→ REQUIRED ACTION
Starting with the line that contains "Study the photograph above. For every instance of the sky, which", copy every line through the end of the listing, exactly and only those. No pictures should appear in the copy.

→ MATERIAL PROVIDED
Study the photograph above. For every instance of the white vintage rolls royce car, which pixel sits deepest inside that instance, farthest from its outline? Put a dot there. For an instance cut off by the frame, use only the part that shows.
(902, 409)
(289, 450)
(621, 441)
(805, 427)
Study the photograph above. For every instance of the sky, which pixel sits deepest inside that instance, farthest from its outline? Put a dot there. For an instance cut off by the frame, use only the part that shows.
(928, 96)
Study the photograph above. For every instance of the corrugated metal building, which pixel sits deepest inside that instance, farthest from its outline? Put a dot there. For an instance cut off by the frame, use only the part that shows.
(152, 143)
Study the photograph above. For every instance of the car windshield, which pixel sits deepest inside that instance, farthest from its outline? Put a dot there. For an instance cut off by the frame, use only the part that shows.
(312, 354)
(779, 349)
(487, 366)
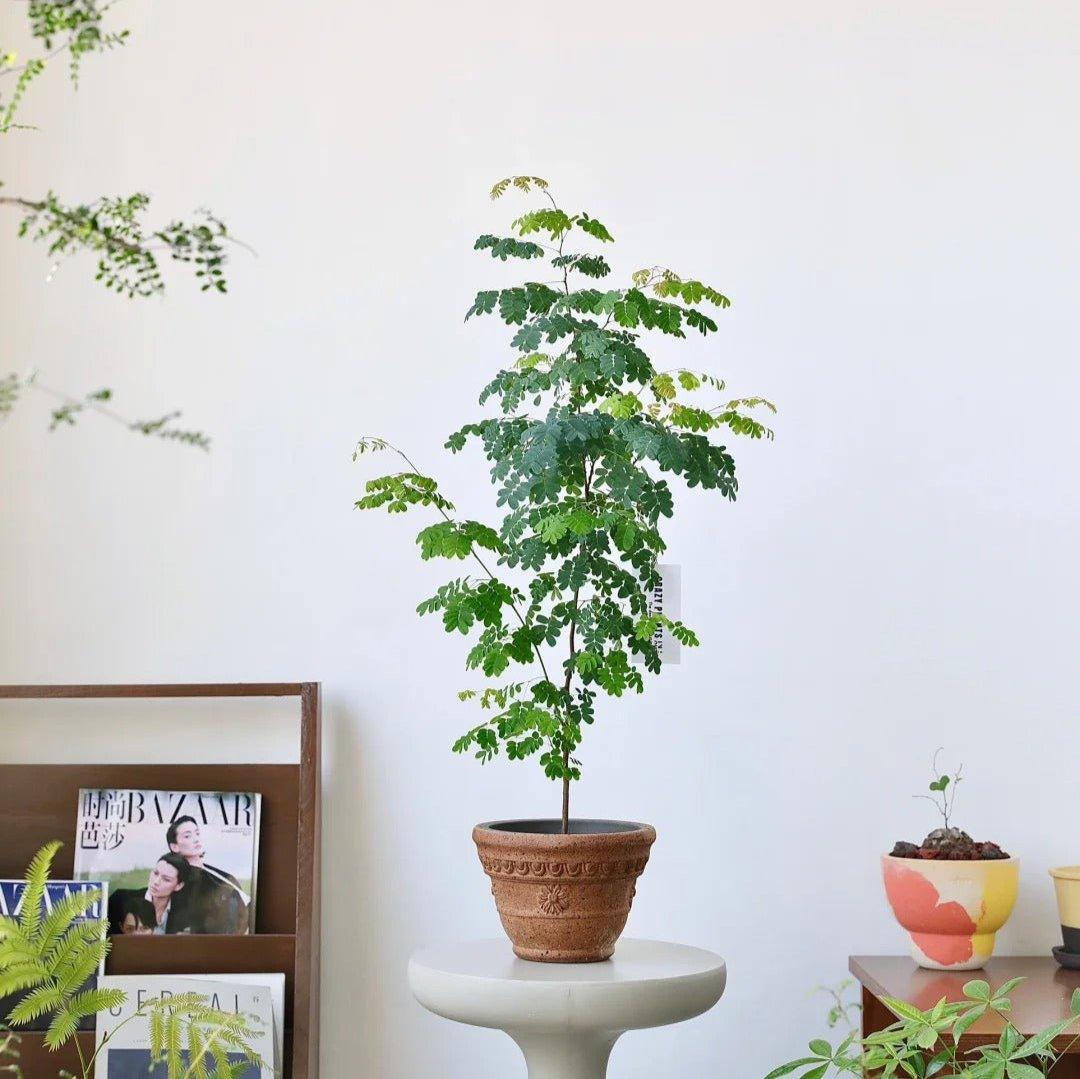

→ TASK SOLUTION
Study the photograph above. For every instance of the sky, which pixel sits deepest inside that instance, farthest from its outline? Put a dot there. For an instance cut off by the frame, use only the part that shows.
(928, 96)
Study the photograph above. For every instance of the corrugated metal building, which pixel sits deepest inside that instance, farthest from its outline? Put a dot there. For an instance cut off by the frame, use only the part that shows.
(152, 143)
Study the photograph above. For every instance of the car windshield, which pixel sits deepest inside that instance, farthest from its outline? Put a dot there. For an instance cut off by the frame, use only the part that shows.
(312, 354)
(779, 349)
(487, 366)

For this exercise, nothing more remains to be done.